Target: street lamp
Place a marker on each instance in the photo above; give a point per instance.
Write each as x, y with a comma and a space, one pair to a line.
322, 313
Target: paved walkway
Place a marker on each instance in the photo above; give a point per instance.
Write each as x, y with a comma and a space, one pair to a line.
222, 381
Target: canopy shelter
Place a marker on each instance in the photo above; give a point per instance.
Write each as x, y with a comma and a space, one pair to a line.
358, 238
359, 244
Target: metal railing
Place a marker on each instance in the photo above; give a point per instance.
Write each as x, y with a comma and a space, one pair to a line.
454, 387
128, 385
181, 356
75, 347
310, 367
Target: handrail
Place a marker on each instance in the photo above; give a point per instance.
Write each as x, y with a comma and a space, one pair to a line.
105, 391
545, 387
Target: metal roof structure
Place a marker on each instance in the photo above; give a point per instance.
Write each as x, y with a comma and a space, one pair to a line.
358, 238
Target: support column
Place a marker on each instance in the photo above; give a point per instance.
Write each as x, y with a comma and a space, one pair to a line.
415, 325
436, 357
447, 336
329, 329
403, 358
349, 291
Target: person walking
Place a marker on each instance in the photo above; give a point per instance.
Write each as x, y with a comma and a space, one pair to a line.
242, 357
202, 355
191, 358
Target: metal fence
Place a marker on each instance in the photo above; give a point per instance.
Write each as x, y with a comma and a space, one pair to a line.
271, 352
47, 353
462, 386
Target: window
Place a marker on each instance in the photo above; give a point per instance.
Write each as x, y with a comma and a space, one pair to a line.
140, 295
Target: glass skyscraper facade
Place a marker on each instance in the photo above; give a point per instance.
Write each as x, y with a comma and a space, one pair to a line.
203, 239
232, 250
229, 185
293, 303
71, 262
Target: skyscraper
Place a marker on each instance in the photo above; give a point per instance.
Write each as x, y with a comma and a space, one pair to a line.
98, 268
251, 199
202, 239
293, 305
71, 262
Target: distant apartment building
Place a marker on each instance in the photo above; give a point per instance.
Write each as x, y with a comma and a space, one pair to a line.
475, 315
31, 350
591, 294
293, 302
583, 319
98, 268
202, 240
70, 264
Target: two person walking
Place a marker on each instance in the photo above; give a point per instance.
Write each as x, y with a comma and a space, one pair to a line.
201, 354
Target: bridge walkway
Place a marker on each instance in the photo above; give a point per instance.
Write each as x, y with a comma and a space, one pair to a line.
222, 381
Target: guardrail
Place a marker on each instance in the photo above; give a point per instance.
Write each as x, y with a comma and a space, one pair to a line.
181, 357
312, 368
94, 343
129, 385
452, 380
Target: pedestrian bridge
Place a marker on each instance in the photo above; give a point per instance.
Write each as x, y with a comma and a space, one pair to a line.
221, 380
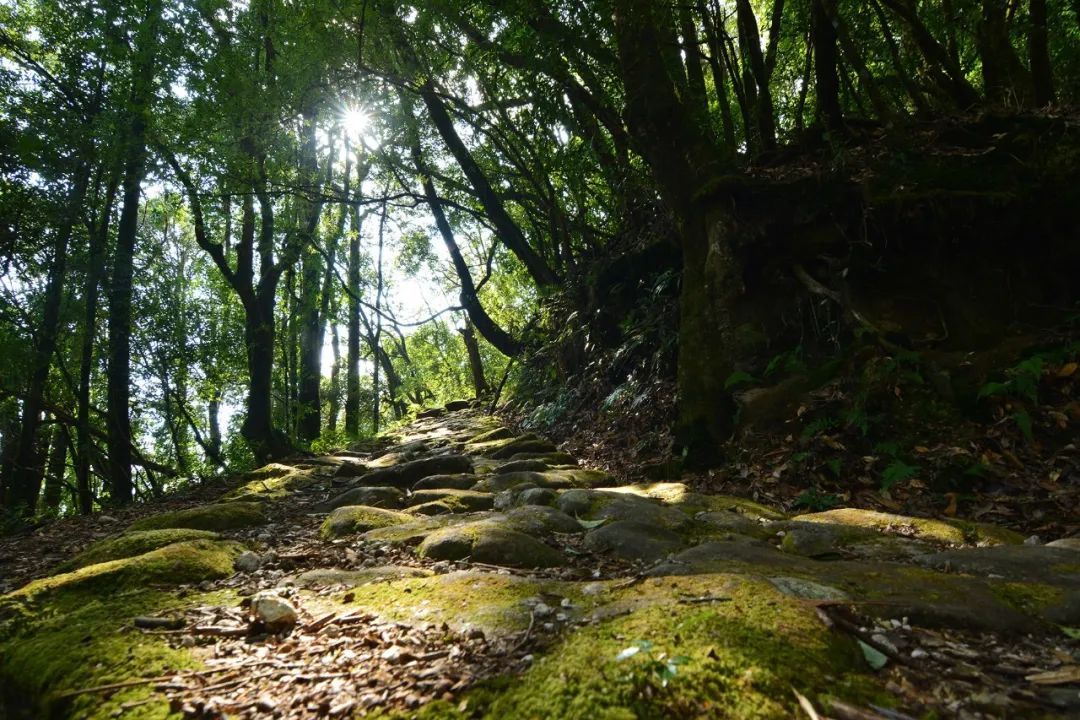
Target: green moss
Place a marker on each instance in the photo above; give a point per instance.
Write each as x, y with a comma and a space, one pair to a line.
180, 562
273, 487
131, 544
350, 519
497, 434
223, 516
77, 639
954, 532
743, 657
1027, 597
494, 602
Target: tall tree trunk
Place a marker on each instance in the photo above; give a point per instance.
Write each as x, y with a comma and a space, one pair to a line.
508, 231
719, 83
1004, 79
352, 351
750, 45
25, 483
696, 77
943, 67
826, 79
120, 293
1039, 55
712, 338
335, 405
475, 362
499, 338
97, 243
309, 405
55, 470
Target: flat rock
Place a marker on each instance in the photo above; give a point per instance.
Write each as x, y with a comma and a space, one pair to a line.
633, 541
1034, 564
453, 481
329, 576
405, 475
457, 501
487, 542
374, 497
349, 519
221, 516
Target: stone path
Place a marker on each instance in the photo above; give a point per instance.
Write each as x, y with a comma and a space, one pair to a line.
463, 570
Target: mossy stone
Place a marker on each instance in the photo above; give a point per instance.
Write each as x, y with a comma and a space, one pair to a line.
191, 561
131, 544
221, 516
351, 519
955, 532
487, 542
459, 501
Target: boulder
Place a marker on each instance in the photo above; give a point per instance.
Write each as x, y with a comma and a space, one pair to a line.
455, 481
349, 519
487, 542
634, 541
405, 475
374, 497
221, 516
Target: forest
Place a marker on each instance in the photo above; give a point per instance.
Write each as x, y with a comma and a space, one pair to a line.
812, 254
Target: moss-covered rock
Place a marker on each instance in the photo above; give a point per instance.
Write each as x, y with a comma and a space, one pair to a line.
634, 541
456, 501
453, 481
133, 543
490, 543
221, 516
191, 561
272, 487
953, 532
352, 519
374, 497
497, 434
552, 478
405, 475
737, 664
329, 576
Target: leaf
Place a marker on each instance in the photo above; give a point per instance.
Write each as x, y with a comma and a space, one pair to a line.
875, 659
1060, 677
806, 705
1024, 422
738, 378
994, 389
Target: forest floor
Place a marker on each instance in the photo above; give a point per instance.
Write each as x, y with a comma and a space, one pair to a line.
459, 569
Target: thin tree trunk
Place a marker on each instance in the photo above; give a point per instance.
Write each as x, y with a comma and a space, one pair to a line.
121, 487
475, 363
352, 351
499, 338
25, 483
55, 471
1039, 55
750, 45
97, 244
509, 232
826, 78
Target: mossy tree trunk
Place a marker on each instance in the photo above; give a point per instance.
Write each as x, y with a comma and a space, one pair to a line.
687, 165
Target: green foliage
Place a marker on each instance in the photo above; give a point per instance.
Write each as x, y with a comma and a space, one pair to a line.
898, 471
817, 501
650, 668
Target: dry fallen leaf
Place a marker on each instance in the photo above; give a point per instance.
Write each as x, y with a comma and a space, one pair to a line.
1058, 677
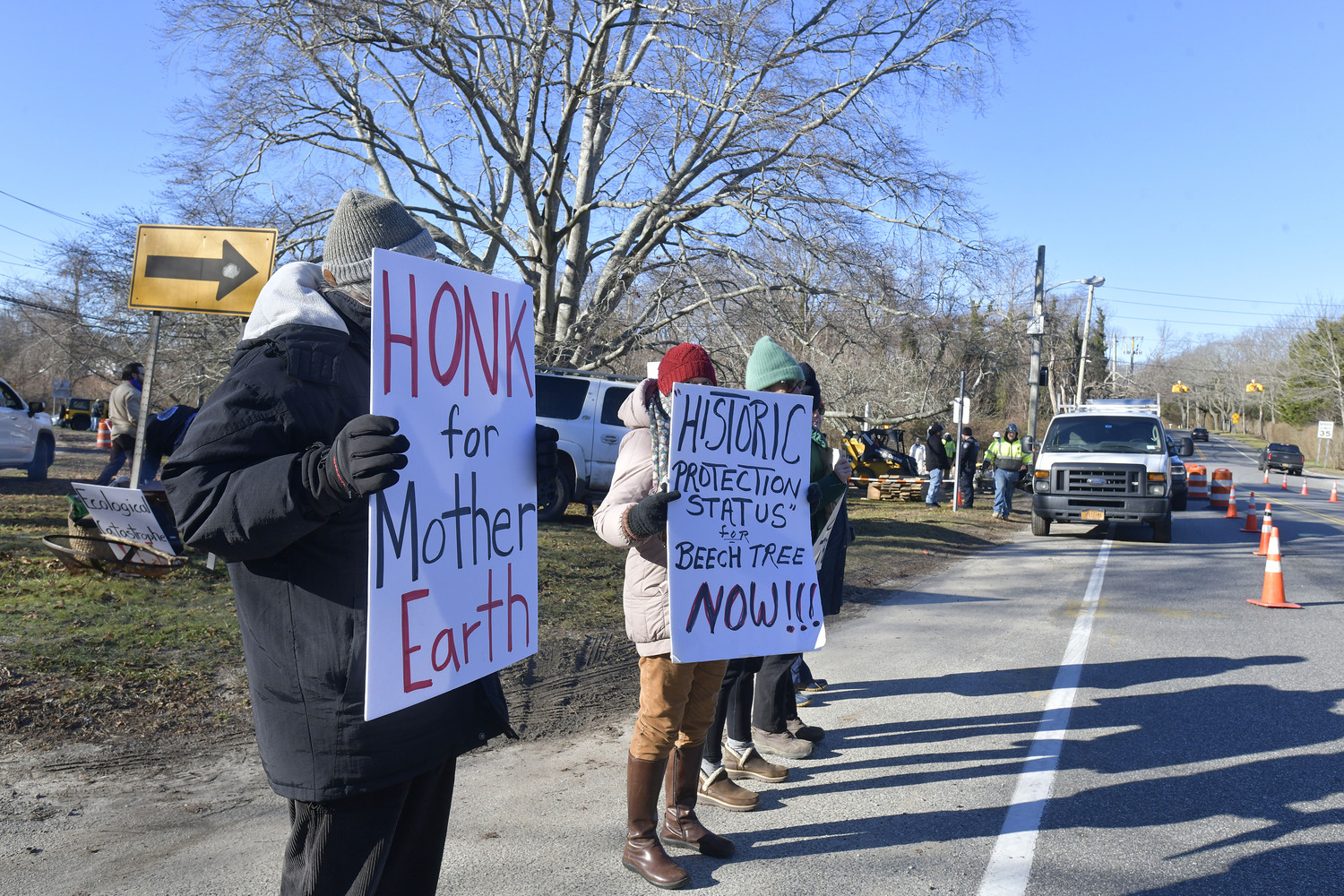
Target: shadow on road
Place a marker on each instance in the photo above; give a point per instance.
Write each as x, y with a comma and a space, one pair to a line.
1101, 675
1244, 727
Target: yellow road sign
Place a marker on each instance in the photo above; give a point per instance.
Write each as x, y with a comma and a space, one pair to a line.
212, 271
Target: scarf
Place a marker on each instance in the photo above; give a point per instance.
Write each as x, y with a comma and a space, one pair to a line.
660, 424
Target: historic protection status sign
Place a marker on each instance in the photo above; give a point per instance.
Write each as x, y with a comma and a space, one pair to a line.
211, 271
741, 570
452, 554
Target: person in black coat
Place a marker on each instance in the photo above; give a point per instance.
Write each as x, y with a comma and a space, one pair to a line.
273, 476
935, 458
967, 466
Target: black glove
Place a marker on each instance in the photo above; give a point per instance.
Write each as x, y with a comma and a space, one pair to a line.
650, 516
365, 457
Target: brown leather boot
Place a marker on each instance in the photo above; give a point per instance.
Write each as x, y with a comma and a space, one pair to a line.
644, 853
680, 826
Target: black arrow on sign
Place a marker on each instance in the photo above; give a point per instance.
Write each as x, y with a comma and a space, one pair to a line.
230, 271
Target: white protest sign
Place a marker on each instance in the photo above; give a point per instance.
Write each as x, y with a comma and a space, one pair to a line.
452, 554
741, 573
125, 513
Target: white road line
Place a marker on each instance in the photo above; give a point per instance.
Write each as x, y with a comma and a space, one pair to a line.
1010, 863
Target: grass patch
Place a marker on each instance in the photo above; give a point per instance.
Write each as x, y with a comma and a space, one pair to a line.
85, 656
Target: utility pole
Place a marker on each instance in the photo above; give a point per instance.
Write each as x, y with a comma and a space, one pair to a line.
1093, 282
960, 419
1038, 328
1115, 360
1133, 349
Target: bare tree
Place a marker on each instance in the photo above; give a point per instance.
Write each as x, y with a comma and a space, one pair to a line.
602, 152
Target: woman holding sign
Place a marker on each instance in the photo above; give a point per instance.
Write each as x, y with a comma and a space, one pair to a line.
676, 700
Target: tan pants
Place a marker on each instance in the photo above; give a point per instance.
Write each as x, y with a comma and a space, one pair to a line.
676, 704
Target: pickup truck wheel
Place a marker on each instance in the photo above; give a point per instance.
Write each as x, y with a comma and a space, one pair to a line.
559, 495
42, 458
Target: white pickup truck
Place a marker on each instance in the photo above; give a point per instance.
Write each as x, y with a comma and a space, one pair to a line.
27, 440
582, 408
1105, 461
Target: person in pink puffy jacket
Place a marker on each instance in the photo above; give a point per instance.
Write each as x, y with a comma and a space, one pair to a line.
676, 699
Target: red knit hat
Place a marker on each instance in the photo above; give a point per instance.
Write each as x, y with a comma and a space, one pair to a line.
685, 363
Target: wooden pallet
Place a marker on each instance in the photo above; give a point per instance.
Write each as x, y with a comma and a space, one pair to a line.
898, 487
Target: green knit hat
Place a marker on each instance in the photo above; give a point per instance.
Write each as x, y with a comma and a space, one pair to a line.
771, 365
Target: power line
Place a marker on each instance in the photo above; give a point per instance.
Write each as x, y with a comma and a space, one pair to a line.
73, 220
1168, 320
1214, 298
1179, 308
29, 236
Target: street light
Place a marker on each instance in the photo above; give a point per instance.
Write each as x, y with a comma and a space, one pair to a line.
1093, 282
1038, 328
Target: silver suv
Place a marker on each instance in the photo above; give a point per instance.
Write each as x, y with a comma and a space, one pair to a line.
582, 406
27, 440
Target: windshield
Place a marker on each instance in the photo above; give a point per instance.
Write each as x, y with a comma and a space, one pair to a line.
1110, 435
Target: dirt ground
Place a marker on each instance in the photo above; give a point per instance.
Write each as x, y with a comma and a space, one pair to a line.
575, 684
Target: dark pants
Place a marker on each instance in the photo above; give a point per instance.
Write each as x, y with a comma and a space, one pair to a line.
734, 707
386, 842
967, 482
774, 702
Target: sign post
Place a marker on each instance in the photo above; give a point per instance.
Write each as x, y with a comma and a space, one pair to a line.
209, 271
1324, 430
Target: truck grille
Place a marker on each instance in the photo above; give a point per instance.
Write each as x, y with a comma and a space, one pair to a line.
1099, 479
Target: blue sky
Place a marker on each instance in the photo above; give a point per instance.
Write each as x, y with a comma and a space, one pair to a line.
1188, 147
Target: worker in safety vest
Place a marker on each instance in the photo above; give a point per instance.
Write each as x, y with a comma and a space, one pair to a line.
1005, 455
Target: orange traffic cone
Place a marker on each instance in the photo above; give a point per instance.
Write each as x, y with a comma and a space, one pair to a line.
1266, 528
1271, 592
1250, 516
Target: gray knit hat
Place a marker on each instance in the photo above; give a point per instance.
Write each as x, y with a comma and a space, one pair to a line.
362, 223
771, 365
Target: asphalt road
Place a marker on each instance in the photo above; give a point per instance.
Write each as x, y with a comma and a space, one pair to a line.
1080, 713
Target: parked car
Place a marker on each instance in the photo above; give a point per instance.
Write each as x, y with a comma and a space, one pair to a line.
1279, 455
582, 406
27, 440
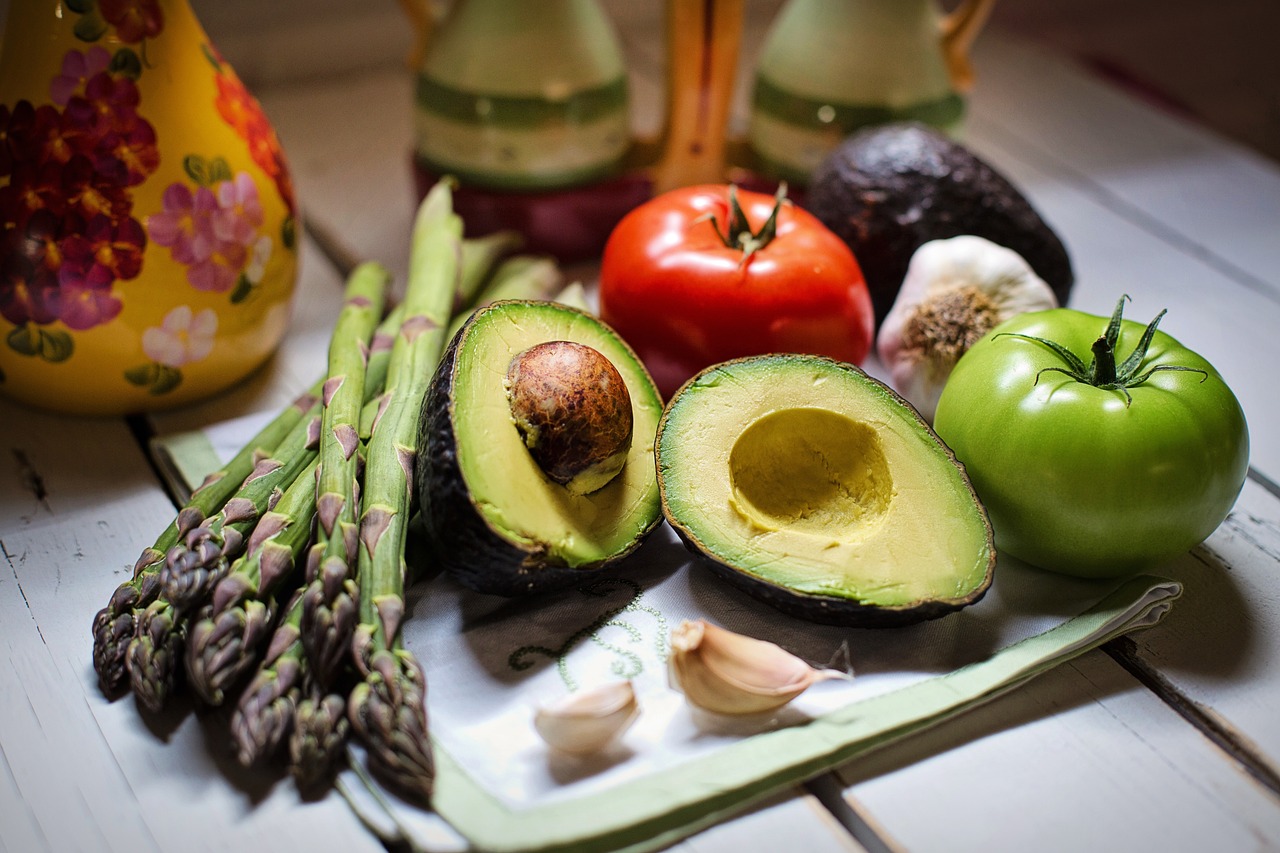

§ **To be done**
Please pick out each line of the items above that contains the word "knit" and copy those lines.

§ **Correct output**
Target: red knit hat
Target: green knit hat
Target: gray knit hat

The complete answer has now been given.